• Jobs:
1: Reproduce the CJ Parker passage word for word, starting with "Years before Juice" and going on through "his full hairline.".
2: Which words or phrases appear inside quotation marks in the CJ Parker passage? List every one.

* Begin Passage *

Years before Juice Robinson joined the Bullet Club, he was a young NXT upstart by the name of CJ Parker.
If that name sounds familiar, it’s because it was also Pamela Anderson’s character on Baywatch.
And like everyone’s favorite lifeguard, the wrestler CJ Parker was a total free spirit.
But unlike everyone’s favorite lifeguard, he was also a full-frontal assault on the senses (including smell).
Seriously, look at this guy. He just might have been the most viscerally off-putting wrestler since Bastion Booger.
It’s like someone decided to turn the college liberal meme into a wrestler.
The whole thing was enough to make you say, “Hey! What’s going on?”
NXT’s resident Linda Perry impersonator got an icy reception when he debuted his gimmick…
…defeating a fresh-faced Baron Corbin and his full hairline.
From there, he introduced fans to his new outlook on life (200 micrograms of it, as I understand). Wanting nothing more than to party like it’s Woodstock ’94, Parker told Renee Young to “mellow out” so he could “go with the flow” and other buzzwords.

* End Passage *
* Begin Material provided *

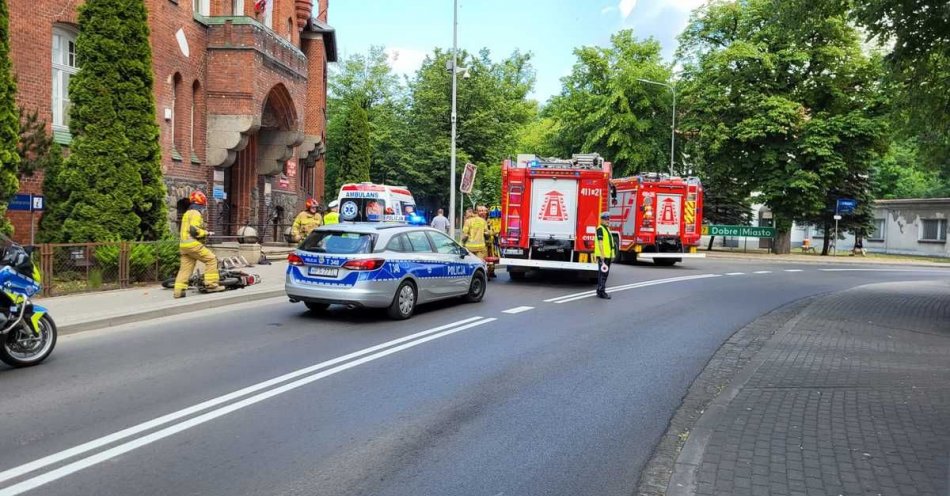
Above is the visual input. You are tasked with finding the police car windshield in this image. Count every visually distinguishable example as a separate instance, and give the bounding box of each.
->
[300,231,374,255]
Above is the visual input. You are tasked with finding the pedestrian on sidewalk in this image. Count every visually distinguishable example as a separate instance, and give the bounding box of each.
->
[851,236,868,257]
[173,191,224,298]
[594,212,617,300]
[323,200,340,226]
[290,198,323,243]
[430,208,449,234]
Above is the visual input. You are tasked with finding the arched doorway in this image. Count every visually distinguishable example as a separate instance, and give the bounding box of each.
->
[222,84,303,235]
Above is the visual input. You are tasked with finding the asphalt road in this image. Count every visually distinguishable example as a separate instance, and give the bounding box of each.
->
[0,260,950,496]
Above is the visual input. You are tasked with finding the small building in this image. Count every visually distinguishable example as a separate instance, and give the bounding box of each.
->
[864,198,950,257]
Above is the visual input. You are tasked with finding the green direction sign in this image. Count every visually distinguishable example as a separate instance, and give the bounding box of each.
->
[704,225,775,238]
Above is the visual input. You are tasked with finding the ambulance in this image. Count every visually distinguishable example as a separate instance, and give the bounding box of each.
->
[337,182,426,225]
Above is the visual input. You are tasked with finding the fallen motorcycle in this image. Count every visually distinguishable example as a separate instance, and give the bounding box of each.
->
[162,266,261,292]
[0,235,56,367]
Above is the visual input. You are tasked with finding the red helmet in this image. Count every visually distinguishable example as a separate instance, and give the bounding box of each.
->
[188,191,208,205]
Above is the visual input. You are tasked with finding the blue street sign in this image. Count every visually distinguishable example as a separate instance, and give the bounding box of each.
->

* End Material provided *
* Begin Material provided *

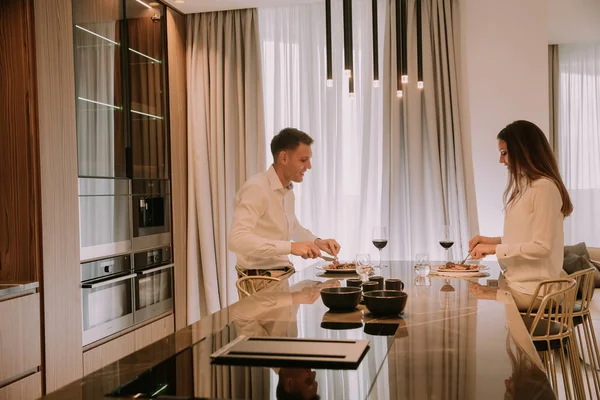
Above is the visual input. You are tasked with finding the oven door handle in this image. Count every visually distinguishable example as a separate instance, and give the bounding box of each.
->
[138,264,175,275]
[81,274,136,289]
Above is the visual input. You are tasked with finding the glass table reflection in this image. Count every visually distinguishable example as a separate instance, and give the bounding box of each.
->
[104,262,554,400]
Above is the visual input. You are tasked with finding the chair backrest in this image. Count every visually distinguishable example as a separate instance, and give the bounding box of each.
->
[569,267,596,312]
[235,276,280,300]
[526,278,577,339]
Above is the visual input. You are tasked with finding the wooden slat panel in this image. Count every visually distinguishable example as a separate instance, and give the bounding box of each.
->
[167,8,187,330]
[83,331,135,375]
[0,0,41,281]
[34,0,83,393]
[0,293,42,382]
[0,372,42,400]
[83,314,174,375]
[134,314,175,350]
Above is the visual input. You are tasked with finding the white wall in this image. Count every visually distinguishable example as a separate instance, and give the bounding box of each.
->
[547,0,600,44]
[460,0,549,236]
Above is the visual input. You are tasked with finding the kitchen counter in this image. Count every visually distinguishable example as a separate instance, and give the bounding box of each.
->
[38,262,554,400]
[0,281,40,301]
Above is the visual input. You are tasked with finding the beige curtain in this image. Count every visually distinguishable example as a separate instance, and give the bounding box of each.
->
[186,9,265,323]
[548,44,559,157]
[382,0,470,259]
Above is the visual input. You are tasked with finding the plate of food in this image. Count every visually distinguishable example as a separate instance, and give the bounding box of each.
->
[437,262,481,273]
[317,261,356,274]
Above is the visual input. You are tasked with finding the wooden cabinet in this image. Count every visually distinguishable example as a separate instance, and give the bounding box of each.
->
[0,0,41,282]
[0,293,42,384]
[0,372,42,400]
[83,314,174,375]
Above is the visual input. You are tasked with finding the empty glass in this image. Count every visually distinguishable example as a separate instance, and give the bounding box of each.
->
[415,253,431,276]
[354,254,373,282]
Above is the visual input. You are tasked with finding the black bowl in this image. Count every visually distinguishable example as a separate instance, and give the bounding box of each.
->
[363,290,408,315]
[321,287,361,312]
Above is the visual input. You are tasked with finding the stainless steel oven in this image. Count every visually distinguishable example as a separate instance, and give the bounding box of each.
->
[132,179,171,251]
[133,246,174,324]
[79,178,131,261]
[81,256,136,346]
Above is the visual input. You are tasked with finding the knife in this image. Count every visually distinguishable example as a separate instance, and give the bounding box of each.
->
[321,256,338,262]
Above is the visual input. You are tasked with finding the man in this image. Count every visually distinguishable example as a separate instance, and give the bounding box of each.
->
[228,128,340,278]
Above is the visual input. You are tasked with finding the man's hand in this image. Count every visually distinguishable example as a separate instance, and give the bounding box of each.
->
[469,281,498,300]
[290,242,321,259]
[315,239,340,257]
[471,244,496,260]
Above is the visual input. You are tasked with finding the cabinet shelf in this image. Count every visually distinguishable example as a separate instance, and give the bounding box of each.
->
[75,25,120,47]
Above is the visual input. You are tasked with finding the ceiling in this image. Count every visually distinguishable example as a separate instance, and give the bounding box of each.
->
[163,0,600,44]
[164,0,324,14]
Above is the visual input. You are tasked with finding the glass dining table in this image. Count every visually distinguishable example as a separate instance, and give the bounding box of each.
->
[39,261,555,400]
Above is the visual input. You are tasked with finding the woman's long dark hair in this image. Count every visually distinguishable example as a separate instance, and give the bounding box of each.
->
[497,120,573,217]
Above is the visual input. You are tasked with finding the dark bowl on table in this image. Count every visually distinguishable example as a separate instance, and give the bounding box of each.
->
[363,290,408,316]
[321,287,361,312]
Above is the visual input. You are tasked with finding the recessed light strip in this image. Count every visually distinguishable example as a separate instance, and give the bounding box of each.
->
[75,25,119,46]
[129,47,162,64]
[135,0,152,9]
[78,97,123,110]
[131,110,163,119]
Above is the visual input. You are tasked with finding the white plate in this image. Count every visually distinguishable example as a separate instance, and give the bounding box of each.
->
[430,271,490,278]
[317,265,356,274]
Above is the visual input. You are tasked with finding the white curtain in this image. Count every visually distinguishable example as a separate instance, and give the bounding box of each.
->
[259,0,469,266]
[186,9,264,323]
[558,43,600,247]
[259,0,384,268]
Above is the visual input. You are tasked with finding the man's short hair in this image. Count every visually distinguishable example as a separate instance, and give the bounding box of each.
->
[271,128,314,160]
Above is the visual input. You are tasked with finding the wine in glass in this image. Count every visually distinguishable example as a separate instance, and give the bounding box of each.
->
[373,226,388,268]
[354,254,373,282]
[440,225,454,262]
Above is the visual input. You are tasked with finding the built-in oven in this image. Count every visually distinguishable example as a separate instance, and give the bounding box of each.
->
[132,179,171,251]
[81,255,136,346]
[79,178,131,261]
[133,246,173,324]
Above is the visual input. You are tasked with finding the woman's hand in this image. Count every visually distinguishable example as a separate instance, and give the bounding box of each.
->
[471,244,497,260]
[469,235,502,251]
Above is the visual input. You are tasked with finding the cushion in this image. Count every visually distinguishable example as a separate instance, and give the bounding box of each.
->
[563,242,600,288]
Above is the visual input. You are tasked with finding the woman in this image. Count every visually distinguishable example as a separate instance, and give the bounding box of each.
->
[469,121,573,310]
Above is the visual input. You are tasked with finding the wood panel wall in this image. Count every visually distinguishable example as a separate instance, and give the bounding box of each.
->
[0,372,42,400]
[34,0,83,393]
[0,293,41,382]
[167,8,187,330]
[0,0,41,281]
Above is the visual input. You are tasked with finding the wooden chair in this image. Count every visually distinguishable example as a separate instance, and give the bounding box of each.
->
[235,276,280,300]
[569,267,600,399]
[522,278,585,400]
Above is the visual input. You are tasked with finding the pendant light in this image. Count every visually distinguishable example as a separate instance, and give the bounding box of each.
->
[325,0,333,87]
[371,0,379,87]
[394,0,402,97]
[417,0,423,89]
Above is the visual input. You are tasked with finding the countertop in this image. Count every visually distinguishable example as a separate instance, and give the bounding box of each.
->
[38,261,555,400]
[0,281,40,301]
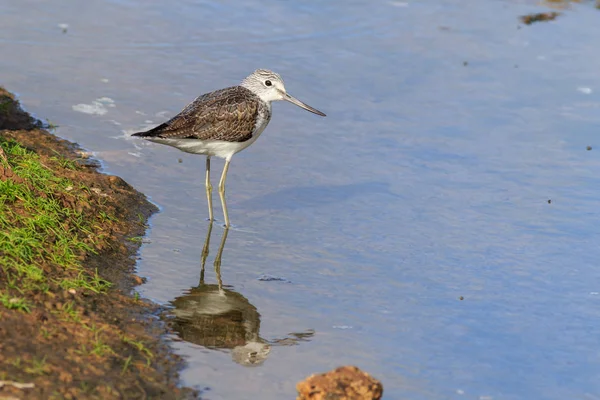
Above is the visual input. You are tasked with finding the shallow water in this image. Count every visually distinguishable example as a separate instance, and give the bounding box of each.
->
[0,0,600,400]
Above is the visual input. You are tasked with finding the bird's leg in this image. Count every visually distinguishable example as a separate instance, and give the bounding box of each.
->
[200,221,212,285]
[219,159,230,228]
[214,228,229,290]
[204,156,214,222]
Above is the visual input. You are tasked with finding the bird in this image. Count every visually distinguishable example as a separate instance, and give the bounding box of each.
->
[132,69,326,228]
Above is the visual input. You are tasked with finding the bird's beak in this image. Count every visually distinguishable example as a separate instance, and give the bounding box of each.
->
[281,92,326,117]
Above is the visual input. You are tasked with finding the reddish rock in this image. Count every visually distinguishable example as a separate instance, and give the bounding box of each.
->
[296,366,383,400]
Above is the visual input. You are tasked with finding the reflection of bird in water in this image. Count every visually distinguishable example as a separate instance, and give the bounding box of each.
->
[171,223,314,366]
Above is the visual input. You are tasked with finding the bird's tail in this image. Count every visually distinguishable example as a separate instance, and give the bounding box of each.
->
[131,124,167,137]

* End Material provided *
* Begin Material provided *

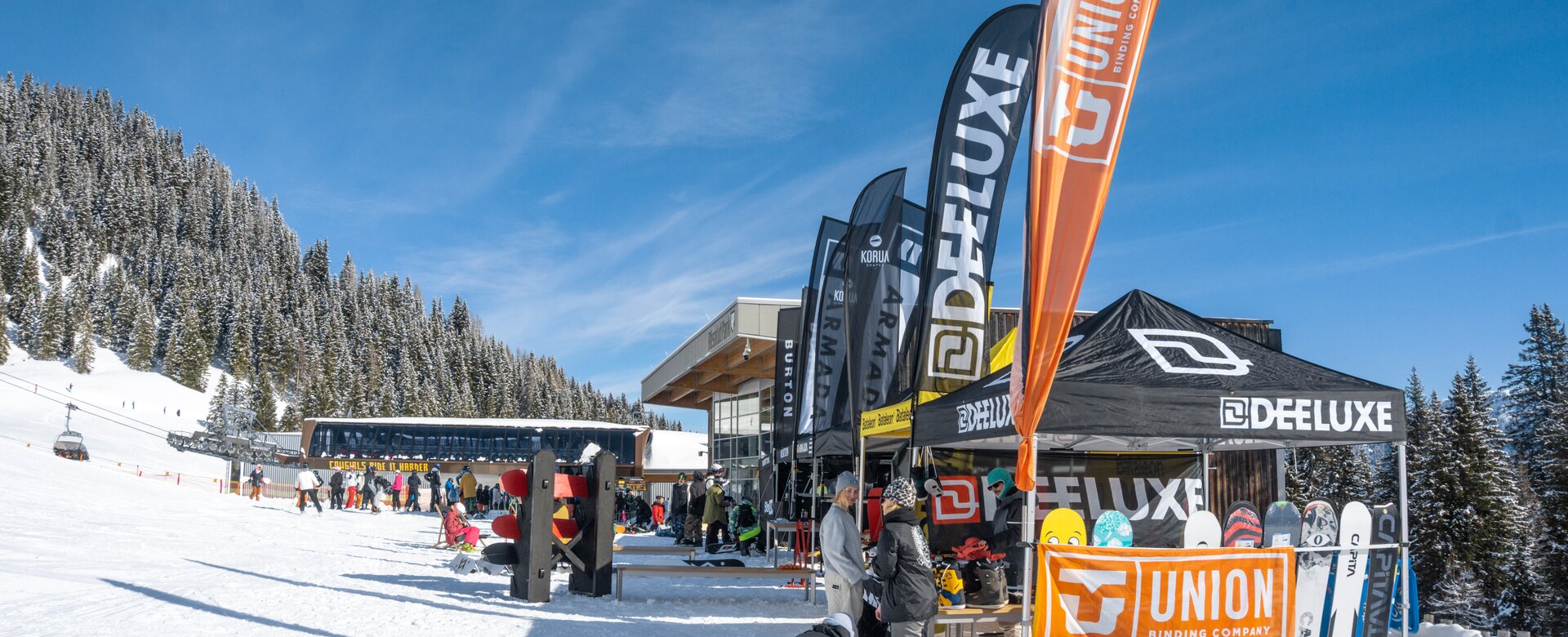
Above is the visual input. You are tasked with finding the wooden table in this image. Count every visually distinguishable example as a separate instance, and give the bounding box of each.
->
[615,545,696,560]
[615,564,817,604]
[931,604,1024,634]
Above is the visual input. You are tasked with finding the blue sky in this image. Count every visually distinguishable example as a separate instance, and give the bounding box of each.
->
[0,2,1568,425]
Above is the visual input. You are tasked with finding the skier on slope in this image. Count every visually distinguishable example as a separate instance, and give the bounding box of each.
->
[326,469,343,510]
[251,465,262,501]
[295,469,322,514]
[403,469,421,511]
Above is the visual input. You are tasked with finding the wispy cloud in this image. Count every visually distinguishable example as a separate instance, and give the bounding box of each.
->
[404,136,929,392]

* End Material provided *

• Exercise results:
1:
Years before Juice Robinson joined the Bullet Club, he was a young NXT upstart by the name of CJ Parker.
If that name sounds familiar, it’s because it was also Pamela Anderson’s character on Baywatch.
And like everyone’s favorite lifeguard, the wrestler CJ Parker was a total free spirit.
But unlike everyone’s favorite lifeguard, he was also a full-frontal assault on the senses (including smell).
Seriously, look at this guy. He just might have been the most viscerally off-putting wrestler since Bastion Booger.
It’s like someone decided to turn the college liberal meme into a wrestler.
The whole thing was enough to make you say, “Hey! What’s going on?”
NXT’s resident Linda Perry impersonator got an icy reception when he debuted his gimmick…
…defeating a fresh-faced Baron Corbin and his full hairline.

2:
- Hey! What’s going on?
- mellow out
- go with the flow